Segment Open

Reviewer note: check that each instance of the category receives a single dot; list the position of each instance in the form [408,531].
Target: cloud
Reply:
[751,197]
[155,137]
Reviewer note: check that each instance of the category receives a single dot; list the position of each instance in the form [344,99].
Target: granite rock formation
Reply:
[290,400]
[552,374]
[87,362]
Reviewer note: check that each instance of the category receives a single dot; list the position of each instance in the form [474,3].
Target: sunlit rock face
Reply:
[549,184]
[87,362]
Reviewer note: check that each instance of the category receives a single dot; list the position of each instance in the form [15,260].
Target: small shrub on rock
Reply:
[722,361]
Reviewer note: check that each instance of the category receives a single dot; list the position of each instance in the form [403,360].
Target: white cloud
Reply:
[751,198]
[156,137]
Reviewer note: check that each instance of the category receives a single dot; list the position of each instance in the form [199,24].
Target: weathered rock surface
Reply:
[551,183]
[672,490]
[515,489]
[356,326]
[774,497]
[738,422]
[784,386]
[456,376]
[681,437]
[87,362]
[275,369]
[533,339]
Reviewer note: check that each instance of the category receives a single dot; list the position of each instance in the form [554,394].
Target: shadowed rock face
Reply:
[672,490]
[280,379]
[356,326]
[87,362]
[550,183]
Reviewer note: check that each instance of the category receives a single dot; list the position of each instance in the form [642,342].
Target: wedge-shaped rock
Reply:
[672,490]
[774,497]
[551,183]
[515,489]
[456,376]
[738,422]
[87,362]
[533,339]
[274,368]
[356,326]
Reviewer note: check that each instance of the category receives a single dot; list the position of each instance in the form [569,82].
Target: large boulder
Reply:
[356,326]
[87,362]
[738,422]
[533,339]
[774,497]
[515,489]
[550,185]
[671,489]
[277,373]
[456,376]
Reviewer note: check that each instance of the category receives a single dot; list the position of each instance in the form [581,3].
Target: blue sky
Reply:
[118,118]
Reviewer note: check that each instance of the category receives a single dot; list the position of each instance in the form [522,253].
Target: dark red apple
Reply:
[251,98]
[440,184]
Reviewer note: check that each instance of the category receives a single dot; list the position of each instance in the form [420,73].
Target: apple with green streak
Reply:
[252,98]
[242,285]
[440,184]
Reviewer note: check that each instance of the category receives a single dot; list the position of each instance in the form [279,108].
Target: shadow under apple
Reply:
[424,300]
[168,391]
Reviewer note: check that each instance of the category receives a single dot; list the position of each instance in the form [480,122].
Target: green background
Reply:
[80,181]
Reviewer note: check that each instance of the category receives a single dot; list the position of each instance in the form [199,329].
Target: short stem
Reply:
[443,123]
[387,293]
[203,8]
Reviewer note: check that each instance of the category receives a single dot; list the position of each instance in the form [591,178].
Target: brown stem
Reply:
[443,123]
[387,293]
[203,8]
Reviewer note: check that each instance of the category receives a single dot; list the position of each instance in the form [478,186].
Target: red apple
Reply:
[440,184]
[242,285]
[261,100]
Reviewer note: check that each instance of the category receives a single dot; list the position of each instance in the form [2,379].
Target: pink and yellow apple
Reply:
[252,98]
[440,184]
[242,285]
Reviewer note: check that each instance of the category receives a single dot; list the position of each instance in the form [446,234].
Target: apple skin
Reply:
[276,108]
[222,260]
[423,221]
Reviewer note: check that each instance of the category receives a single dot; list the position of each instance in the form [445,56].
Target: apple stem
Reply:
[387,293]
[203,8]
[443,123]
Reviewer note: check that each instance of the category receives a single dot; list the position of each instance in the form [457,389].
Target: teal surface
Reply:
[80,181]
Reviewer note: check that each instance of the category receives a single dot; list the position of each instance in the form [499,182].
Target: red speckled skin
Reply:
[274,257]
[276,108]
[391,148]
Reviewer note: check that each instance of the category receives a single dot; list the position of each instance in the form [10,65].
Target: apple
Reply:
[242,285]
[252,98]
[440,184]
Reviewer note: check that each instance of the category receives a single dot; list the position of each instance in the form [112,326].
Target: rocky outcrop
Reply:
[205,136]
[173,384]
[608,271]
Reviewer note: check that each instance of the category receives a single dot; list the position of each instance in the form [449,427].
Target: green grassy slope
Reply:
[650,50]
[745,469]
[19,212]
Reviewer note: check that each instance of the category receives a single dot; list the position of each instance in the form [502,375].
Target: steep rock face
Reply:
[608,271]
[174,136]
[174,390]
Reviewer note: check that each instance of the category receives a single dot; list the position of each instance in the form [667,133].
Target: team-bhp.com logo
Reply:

Segment Closed

▶ [TO DO] Can you write out the lines above, from the first one through the one containing "Target: shadowed rock face", exactly as they appear and nothing more?

▶ [OUTPUT]
Reviewer note: check that each instance of the category receives a single dot; list the position of each instance in the form [408,531].
Target: cloud
Reply:
[751,197]
[155,137]
Reviewer note: check that each instance of the category receives a single dot; list the position of each instance in the form [344,99].
Target: granite rock formation
Reply:
[290,400]
[552,374]
[87,362]
Reviewer note: check that each instance of the category receives a single dot; list the position of each instance in the form [474,3].
Target: sunlit rock face
Reply:
[549,184]
[87,362]
Reviewer note: check that each instance of the category receives a single dot; list the position of each instance in the form [15,260].
Target: small shrub on rock
Reply:
[722,361]
Reviewer note: check that each instance of the category receives a single dot; list the position of each instance in the form [403,360].
Target: white cloud
Reply:
[751,198]
[156,137]
Reviewer note: check that each instance of the category receives a single dot; list the position of each instance in the form [199,24].
Target: weathered rock surface
Reply:
[551,183]
[672,490]
[515,489]
[356,326]
[774,497]
[738,422]
[784,386]
[456,376]
[681,437]
[87,362]
[275,369]
[533,339]
Reviewer note: check that each instance of the category receives a single dot; list the position of each instance in the form [554,394].
Target: shadowed rock face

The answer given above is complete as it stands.